▸ **WHAT YOU ARE ASKED TO DO**: Locate the line that contains "the camouflage jacket", then copy it and all later lines of the data below exactly, through the last one.
┌────────
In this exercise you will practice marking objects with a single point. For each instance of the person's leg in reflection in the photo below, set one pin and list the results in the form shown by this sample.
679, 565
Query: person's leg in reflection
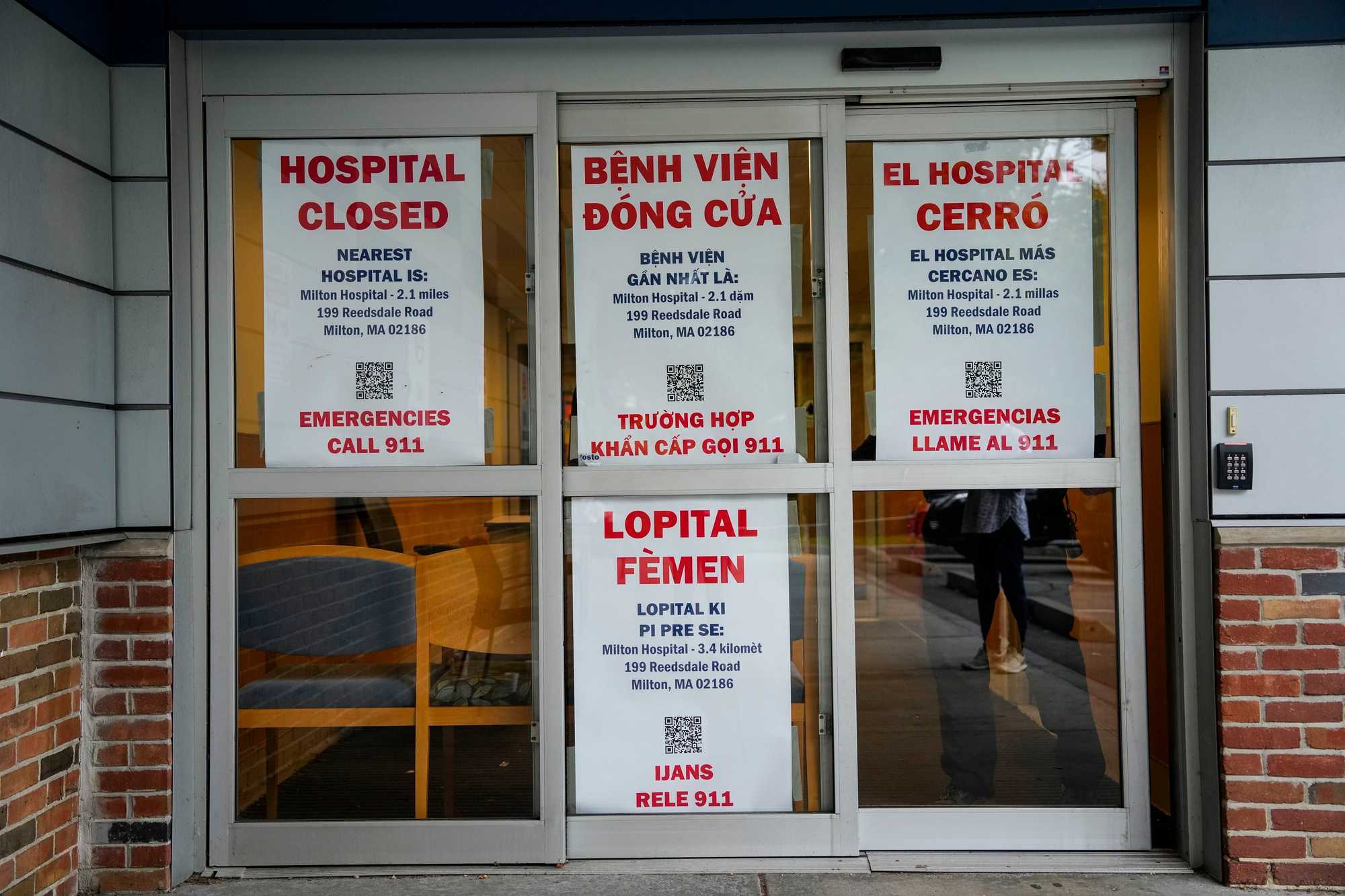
1008, 552
985, 571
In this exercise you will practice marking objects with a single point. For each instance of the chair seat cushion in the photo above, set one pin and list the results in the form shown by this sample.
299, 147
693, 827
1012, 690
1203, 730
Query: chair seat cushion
504, 681
332, 686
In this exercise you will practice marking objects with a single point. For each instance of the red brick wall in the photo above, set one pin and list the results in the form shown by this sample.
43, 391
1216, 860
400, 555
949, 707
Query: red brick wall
41, 626
130, 728
1282, 727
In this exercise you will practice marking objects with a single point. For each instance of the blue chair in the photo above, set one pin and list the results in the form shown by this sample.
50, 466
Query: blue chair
334, 606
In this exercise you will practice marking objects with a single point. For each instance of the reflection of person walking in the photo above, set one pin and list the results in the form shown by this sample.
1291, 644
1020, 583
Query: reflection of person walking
996, 521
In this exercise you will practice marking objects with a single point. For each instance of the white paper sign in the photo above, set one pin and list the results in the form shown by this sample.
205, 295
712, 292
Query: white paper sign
375, 311
984, 321
684, 303
681, 655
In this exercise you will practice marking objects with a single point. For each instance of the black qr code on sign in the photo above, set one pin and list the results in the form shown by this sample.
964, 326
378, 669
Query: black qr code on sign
681, 733
687, 382
373, 380
985, 378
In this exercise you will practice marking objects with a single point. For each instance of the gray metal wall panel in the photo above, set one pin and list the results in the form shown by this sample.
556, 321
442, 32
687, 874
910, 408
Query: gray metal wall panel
53, 213
52, 88
139, 123
1277, 220
60, 469
1277, 334
1296, 467
57, 339
141, 227
145, 473
143, 350
1277, 103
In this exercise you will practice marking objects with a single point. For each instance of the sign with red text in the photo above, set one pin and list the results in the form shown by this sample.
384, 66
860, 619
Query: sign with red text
984, 298
375, 311
684, 303
683, 655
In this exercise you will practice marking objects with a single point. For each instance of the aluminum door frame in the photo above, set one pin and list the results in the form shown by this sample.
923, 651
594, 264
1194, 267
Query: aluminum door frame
748, 834
1026, 827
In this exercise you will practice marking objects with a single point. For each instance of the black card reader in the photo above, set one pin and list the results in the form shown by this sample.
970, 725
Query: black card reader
1234, 466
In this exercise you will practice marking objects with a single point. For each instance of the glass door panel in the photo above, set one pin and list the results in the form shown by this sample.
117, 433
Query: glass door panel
999, 606
379, 540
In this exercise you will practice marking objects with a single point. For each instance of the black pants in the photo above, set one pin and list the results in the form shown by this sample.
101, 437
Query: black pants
968, 705
997, 561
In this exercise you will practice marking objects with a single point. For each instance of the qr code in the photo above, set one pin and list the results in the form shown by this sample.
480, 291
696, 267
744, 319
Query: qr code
687, 382
681, 733
985, 378
373, 380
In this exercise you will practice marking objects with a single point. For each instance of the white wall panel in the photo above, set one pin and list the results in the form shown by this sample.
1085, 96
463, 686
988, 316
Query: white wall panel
1277, 220
1277, 103
143, 350
54, 213
52, 88
141, 212
57, 338
1277, 334
139, 123
59, 469
145, 473
662, 64
1296, 458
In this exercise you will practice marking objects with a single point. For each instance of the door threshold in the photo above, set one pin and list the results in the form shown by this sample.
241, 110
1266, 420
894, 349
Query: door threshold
1028, 862
917, 862
833, 865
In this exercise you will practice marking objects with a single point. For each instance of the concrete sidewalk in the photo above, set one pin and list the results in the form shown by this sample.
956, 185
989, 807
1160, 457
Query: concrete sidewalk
739, 884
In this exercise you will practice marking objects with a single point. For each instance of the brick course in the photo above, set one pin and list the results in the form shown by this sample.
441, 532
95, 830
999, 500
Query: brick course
130, 724
41, 638
1282, 740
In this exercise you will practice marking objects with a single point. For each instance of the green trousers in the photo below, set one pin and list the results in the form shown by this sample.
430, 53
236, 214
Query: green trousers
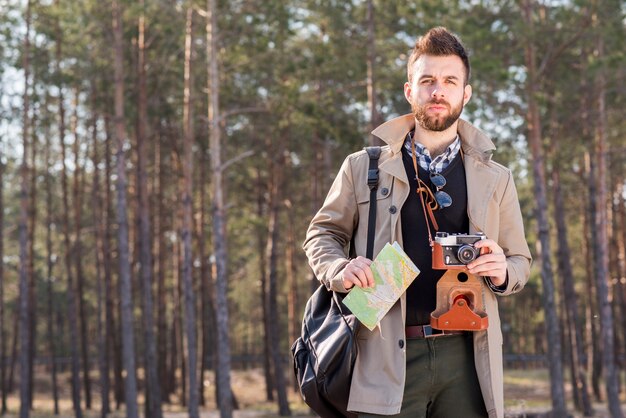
441, 380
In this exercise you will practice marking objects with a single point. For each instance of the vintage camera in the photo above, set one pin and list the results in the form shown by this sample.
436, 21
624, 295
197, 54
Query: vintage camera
460, 304
455, 251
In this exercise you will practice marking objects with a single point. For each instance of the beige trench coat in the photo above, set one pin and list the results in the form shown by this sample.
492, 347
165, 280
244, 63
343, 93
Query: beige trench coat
493, 208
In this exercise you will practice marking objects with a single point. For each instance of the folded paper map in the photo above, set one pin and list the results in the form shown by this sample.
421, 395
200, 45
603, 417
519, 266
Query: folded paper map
393, 272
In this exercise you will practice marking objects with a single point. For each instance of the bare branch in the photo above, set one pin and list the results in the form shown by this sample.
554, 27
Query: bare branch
549, 58
232, 161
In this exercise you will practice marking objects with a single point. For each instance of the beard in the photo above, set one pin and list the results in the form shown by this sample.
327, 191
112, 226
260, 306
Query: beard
436, 122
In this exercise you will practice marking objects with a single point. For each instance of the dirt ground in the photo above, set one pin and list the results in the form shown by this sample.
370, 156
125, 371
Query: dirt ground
526, 392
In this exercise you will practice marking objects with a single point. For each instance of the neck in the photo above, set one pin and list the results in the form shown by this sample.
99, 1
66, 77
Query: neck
435, 142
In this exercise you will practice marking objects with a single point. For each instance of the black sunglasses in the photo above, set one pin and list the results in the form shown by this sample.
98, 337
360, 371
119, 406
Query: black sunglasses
443, 199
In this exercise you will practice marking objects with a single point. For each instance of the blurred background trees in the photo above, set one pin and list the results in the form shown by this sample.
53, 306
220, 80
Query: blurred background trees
160, 162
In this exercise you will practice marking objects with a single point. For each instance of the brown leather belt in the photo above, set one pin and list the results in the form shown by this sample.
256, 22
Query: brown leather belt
426, 331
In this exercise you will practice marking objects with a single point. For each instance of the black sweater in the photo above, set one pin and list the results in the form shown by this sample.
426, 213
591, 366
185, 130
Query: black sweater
422, 293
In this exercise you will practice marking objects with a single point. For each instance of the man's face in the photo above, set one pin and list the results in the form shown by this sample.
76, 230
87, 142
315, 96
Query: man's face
437, 92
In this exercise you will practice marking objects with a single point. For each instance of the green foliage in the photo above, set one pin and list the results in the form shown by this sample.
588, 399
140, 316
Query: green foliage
292, 83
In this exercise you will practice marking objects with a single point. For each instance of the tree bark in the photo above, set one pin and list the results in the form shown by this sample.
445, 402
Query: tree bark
24, 319
225, 397
535, 141
153, 389
271, 253
595, 360
578, 375
71, 290
99, 221
262, 242
110, 346
49, 280
78, 255
190, 304
371, 73
32, 285
125, 288
3, 335
161, 254
602, 250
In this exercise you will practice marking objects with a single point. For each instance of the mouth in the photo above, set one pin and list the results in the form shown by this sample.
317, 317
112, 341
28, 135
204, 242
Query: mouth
437, 108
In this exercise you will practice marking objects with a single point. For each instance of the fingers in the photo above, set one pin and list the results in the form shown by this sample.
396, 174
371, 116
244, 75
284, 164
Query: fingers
358, 273
492, 264
490, 245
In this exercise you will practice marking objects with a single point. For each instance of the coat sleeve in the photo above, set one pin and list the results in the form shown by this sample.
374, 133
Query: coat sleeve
328, 237
512, 239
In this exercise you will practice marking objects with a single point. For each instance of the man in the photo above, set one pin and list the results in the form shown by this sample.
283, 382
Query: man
401, 370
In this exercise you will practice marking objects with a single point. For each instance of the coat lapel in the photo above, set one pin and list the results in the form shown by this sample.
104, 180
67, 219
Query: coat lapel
482, 181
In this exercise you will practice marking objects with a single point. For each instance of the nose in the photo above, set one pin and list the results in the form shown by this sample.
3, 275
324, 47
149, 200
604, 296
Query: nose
437, 92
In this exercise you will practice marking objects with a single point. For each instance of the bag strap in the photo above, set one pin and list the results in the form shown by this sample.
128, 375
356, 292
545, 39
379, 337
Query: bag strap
372, 183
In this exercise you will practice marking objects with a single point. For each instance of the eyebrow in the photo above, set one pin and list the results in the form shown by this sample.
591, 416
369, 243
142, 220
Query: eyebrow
448, 77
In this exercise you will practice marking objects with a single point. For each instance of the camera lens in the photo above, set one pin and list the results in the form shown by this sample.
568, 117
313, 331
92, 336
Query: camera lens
467, 253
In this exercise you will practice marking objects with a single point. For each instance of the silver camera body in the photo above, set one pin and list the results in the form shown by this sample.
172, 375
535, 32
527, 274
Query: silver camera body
455, 250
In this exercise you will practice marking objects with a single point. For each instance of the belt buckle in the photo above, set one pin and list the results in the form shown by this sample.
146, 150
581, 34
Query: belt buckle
430, 332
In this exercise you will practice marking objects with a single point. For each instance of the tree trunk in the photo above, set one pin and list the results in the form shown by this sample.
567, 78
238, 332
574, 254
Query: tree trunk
535, 141
620, 232
595, 360
3, 335
262, 241
72, 312
293, 302
111, 336
578, 375
206, 291
78, 256
49, 279
99, 212
24, 319
225, 397
32, 226
125, 288
190, 304
153, 389
271, 253
161, 254
371, 73
602, 250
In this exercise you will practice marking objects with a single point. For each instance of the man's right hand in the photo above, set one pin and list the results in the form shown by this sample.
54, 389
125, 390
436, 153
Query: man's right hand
358, 273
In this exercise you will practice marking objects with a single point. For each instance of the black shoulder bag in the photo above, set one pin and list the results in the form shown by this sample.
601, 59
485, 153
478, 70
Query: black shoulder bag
324, 355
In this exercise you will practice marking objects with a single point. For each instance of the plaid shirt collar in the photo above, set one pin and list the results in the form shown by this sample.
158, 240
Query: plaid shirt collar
439, 163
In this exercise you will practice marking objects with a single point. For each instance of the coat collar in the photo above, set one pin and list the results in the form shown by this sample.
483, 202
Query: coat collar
474, 141
481, 177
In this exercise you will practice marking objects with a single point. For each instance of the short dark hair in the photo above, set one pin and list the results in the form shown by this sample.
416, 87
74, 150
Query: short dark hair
438, 41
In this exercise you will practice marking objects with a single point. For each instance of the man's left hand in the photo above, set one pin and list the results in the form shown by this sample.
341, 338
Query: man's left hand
491, 263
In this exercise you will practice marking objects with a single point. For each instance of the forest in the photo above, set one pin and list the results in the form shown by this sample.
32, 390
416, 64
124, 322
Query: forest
160, 161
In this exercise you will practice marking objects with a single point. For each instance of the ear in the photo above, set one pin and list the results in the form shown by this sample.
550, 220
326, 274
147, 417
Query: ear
467, 94
407, 91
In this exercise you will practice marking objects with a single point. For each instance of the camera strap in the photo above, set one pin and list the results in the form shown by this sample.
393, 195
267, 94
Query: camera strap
422, 188
372, 183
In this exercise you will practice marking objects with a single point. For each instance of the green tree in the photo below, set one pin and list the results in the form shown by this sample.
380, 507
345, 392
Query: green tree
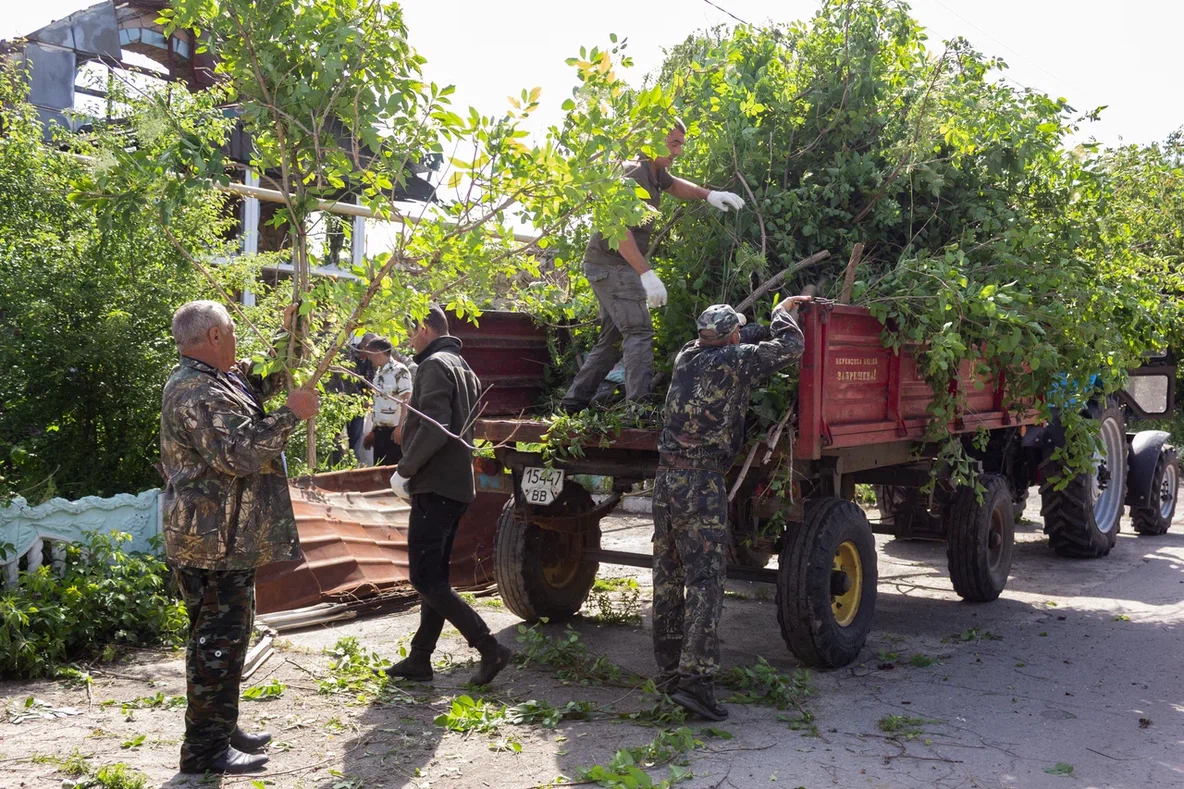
85, 315
334, 97
989, 243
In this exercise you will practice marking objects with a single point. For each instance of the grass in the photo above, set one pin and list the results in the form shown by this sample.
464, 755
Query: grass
615, 601
902, 726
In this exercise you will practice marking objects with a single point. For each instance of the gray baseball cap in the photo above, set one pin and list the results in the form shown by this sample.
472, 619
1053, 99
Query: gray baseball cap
718, 321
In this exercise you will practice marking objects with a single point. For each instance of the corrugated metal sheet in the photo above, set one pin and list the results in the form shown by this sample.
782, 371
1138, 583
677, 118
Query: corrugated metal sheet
354, 534
508, 352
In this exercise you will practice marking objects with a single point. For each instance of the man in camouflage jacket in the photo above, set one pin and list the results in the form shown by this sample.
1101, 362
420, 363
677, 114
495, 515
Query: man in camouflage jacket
701, 437
226, 512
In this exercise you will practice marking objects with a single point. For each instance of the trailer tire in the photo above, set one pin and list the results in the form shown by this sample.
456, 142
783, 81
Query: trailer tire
1157, 519
980, 538
832, 550
541, 573
1079, 525
908, 513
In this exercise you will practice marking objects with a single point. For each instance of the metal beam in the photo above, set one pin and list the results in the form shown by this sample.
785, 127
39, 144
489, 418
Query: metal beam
763, 575
329, 206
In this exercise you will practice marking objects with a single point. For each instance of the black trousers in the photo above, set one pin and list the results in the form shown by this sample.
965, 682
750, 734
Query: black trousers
386, 451
430, 536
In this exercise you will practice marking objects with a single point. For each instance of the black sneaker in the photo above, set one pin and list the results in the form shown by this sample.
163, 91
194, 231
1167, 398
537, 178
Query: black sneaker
700, 701
491, 665
667, 681
416, 666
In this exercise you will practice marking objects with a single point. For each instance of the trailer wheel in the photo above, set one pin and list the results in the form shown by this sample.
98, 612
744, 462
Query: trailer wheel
544, 572
1082, 519
980, 539
1157, 519
827, 584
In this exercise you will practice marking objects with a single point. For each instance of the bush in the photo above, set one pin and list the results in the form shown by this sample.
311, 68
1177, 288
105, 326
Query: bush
105, 597
85, 312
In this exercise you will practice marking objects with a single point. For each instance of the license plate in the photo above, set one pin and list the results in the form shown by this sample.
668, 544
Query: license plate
541, 486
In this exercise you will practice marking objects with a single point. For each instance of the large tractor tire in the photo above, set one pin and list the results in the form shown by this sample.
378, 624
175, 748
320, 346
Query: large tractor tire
1082, 519
544, 573
980, 538
1165, 483
827, 584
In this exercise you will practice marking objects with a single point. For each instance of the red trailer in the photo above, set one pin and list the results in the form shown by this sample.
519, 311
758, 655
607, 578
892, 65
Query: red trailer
862, 418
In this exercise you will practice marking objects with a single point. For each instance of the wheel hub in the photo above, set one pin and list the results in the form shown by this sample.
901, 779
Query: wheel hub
1168, 491
1107, 483
845, 583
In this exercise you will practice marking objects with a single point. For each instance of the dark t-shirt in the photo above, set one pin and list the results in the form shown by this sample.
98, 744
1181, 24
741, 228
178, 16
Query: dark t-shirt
652, 181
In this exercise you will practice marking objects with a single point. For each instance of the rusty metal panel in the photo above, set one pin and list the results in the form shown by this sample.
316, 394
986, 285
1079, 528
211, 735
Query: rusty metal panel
508, 351
354, 534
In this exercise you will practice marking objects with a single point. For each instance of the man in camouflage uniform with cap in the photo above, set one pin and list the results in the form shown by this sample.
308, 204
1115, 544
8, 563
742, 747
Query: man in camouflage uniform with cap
226, 512
701, 437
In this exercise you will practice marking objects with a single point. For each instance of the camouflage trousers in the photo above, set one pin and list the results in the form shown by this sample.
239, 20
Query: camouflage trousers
690, 532
222, 614
624, 321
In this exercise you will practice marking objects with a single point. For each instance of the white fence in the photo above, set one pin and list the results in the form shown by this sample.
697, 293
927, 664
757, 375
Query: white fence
42, 532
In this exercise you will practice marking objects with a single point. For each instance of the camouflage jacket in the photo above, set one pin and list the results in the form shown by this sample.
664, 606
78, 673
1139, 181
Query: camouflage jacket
226, 504
709, 391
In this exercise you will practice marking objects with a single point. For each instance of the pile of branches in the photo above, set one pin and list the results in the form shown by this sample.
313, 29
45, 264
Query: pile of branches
986, 236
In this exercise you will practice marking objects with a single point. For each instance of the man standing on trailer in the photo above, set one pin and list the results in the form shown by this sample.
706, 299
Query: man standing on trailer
└────────
▸ **CORRECT RESPONSE**:
In this exercise you will practice marking objects with a single point. For each instance of the camouflage jacket in the photo above, set one pin and list the results in the form shown by this sample.
664, 606
78, 673
1139, 181
Query: camouflage jacket
226, 504
709, 391
In this exercise you will practice marking objects with a single point. For each instance of the pile of branches in the photo above, set one pin and list the results in the form shown by this sample.
313, 29
45, 264
Query: pile of branches
986, 236
In this exercise you will practice marking objects with a single point. For each instance of the man standing on trailer in the photo above, set one pin and list the results in the form shown by this sample.
706, 299
Query: man standing on trailer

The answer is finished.